[BEGIN]
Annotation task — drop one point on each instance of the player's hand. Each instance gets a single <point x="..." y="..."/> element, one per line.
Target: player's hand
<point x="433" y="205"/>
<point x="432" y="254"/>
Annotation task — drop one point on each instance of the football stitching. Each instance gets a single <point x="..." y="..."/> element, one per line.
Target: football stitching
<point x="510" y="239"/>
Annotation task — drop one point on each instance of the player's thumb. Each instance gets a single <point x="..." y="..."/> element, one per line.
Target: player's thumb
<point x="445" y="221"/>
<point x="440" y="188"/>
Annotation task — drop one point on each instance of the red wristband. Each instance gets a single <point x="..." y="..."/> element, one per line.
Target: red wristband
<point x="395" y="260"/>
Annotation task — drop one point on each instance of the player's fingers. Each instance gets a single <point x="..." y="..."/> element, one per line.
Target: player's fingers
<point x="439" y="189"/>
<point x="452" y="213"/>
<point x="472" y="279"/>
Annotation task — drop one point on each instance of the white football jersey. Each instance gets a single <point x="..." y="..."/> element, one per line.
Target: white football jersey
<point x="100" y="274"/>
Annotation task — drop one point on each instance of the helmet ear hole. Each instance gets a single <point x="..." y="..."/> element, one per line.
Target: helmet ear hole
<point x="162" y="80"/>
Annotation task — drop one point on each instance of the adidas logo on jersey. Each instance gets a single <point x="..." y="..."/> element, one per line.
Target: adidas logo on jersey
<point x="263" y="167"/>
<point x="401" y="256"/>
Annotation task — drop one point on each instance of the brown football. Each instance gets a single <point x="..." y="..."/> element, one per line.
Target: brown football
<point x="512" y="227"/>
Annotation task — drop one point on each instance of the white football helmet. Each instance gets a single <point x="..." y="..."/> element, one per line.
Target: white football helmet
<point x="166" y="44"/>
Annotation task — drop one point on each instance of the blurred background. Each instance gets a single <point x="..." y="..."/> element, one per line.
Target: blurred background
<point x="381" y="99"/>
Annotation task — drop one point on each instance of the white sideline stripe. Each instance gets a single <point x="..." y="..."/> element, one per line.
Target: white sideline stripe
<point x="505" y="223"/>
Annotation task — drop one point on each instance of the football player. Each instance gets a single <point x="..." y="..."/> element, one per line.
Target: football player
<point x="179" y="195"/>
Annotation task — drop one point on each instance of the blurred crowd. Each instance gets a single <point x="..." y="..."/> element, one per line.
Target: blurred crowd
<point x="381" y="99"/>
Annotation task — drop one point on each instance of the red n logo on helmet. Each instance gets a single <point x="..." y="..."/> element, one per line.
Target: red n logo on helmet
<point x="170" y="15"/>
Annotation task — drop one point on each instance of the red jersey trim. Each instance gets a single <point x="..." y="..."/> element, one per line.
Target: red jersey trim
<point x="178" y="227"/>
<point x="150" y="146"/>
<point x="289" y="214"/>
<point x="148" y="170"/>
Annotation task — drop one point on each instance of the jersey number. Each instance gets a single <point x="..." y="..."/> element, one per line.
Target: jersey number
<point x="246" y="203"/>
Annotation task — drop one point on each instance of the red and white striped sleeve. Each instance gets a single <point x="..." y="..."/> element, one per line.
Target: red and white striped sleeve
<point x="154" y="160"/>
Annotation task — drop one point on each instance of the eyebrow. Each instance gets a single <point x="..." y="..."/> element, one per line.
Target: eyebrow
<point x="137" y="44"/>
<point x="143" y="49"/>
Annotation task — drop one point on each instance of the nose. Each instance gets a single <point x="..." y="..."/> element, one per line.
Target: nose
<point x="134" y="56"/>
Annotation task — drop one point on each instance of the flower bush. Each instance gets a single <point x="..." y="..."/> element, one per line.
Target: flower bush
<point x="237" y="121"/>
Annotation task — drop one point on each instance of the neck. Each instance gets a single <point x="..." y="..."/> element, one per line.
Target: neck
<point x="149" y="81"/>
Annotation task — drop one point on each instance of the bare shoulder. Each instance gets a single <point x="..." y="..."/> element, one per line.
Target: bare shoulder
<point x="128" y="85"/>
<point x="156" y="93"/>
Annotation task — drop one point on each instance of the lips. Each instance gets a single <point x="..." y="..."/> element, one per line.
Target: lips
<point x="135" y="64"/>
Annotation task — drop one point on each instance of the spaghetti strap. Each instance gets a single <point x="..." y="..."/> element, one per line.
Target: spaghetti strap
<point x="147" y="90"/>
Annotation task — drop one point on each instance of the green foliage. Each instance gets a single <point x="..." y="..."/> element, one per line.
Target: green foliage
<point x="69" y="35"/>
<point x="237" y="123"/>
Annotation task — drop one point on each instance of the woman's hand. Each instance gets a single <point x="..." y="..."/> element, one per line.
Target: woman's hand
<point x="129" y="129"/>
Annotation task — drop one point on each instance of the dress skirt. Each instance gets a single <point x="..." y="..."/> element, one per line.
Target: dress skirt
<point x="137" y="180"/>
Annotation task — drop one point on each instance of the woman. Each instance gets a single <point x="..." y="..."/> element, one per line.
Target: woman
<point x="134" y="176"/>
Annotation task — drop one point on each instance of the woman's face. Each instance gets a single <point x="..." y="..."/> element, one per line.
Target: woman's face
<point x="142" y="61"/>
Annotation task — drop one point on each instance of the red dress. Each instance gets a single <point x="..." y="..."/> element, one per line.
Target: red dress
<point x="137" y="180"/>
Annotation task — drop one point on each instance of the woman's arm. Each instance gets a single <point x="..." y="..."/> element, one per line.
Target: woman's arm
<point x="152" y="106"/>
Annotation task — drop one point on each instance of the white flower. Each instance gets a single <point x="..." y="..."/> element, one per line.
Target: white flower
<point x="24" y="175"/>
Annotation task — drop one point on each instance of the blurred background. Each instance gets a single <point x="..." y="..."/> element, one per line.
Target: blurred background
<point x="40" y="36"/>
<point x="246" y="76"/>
[END]
### Request
Retype each record exactly, leaving nothing out.

### The output
Annotation task — drop one point on each instance of the player's hand. Each instance gets a single <point x="..." y="..."/> element, one per line.
Target: player's hand
<point x="433" y="205"/>
<point x="432" y="254"/>
Annotation task — drop one point on each instance of the football stitching. Each instance gets a single <point x="..." y="..."/> element, one per line.
Target: football stitching
<point x="510" y="239"/>
Annotation task — drop one point on each instance of the player's thumb. Each instance gets a single <point x="..." y="..."/> element, one per line.
Target: player's thumb
<point x="445" y="221"/>
<point x="440" y="188"/>
Annotation task — drop one point on each instance of the red wristband. Each instance gets a single <point x="..." y="..."/> element, one per line.
Target: red wristband
<point x="395" y="260"/>
Annotation task — drop one point on each instance of the player's fingers. Each instance gets a single <point x="..." y="..."/> element, one per line.
Target: player's fingers
<point x="439" y="189"/>
<point x="452" y="213"/>
<point x="472" y="279"/>
Annotation task — drop one point on each instance of the white football jersey. Each instance gets a single <point x="..." y="..."/> element, one per line.
Target: white football jersey
<point x="100" y="274"/>
Annotation task — drop one point on each instance of the helmet ear hole. Each instance gets a single <point x="..." y="..."/> element, one per line.
Target: helmet ear hole
<point x="162" y="80"/>
Annotation task — drop one point on each instance of the adidas logo on jersey. Each instance gets a single <point x="..." y="..."/> element, one per line.
Target: adidas logo on jersey
<point x="263" y="167"/>
<point x="401" y="256"/>
Annotation task — drop one point on each instance of the brown football. Each instance gets a single <point x="..." y="..."/> element, one per line.
Target: brown football
<point x="512" y="227"/>
Annotation task — drop one point on each instance of the white football helmet. Each instance gets a single <point x="..." y="..."/> element, one per line.
Target: white football helmet
<point x="166" y="44"/>
Annotation task — drop one point on each instance of the blurred background. Each instance gets a single <point x="..." y="..."/> element, one per line.
Target: blurred background
<point x="381" y="99"/>
Annotation task — drop one point on each instance of the white sideline stripe. Each instance gets a single <point x="..." y="..."/> element, one per line.
Target: white sideline stripe
<point x="505" y="223"/>
Annotation task — drop one point on each instance of the football player. Each instance gets a single <point x="..." y="..."/> element, one per line.
Target: football player
<point x="179" y="195"/>
Annotation task — drop one point on each instance of the blurred crowd. Each instance gets a single <point x="..." y="..."/> element, one per line.
Target: blurred crowd
<point x="381" y="99"/>
Annotation task — drop one point on each instance of the red n logo on helmet. Each instance gets a single <point x="..." y="..."/> element, one per line.
Target: red n logo on helmet
<point x="170" y="15"/>
Annotation task — drop one point on each instance of the red jersey trim. Each instance gets a single <point x="..." y="..."/> element, one per line.
Target: red jersey trim
<point x="178" y="227"/>
<point x="150" y="146"/>
<point x="289" y="214"/>
<point x="148" y="170"/>
Annotation task — drop one point on each instance of the jersey number. Each instance gets a single <point x="..." y="..."/> element, one per line.
Target: jersey number
<point x="246" y="203"/>
Annotation task — drop one point on each instance of the red and white striped sleeve. Each instance gets a single <point x="..." y="..."/> element, one per line.
Target: red and white striped sleeve
<point x="154" y="160"/>
Annotation task — drop one point on each instance of the eyebrow. Each instance gets a single <point x="..." y="..."/> element, one per line.
Target: eyebrow
<point x="137" y="44"/>
<point x="143" y="49"/>
Annotation task — drop one point on each instance of the nose. Each instance gets a single <point x="..." y="..."/> element, one per line.
Target: nose
<point x="134" y="56"/>
Annotation task — drop one point on each instance of the flower bush. Each instance gets a single <point x="..." y="..."/> element, one per line.
Target: flower bush
<point x="237" y="121"/>
Annotation task — drop one point on each instance of the neck. Each instance gets a single <point x="..." y="..."/> element, one per line.
Target: neck
<point x="149" y="81"/>
Annotation task — drop one point on each instance of the bare shoulder. Each instance gets a single <point x="..." y="..."/> element, one per line.
Target: bare shoulder
<point x="128" y="85"/>
<point x="156" y="93"/>
Annotation task — drop one point on each instance of the lips. Each instance gets a single <point x="..." y="..."/> element, one per line.
Target: lips
<point x="135" y="64"/>
Annotation task — drop one point on each instance of the spaghetti strap. Each instance gets a single <point x="..." y="..."/> element, one per line.
Target: spaghetti strap
<point x="147" y="90"/>
Annotation task — drop one point on each instance of the green foliage. Each instance gets a single <point x="..." y="..."/> element, one per line.
Target: green foliage
<point x="69" y="35"/>
<point x="237" y="123"/>
Annotation task — drop one point on each instance of the woman's hand. Each instance gets a single <point x="..." y="..."/> element, one per line.
Target: woman's hand
<point x="129" y="129"/>
Annotation task — drop one point on each instance of the dress skirt. Each instance gets a single <point x="..." y="..."/> element, one per line.
Target: dress skirt
<point x="137" y="180"/>
Annotation task — drop one point on each instance of the woman. Each instance gets a single <point x="..." y="..."/> element, one per line.
Target: woman
<point x="134" y="176"/>
Annotation task — drop one point on each instance of the woman's face. Each instance gets a single <point x="..." y="..."/> element, one per line.
Target: woman's face
<point x="142" y="61"/>
Annotation task — drop one point on each instance of the red dress. Each instance gets a single <point x="..." y="..."/> element, one per line.
Target: red dress
<point x="137" y="180"/>
Annotation task — drop one point on each instance of the woman's arm. Each instance gets a single <point x="..." y="..."/> element, one per line.
Target: woman's arm
<point x="152" y="106"/>
Annotation task — drop one point on each instance of the white flower. Each instance gets a single <point x="..." y="..."/> element, one per line.
Target: white flower
<point x="24" y="175"/>
Annotation task — drop one point on each instance of the blurred background. Each instance gets a single <point x="..." y="..."/> element, one per line.
Target: blurred background
<point x="40" y="36"/>
<point x="246" y="76"/>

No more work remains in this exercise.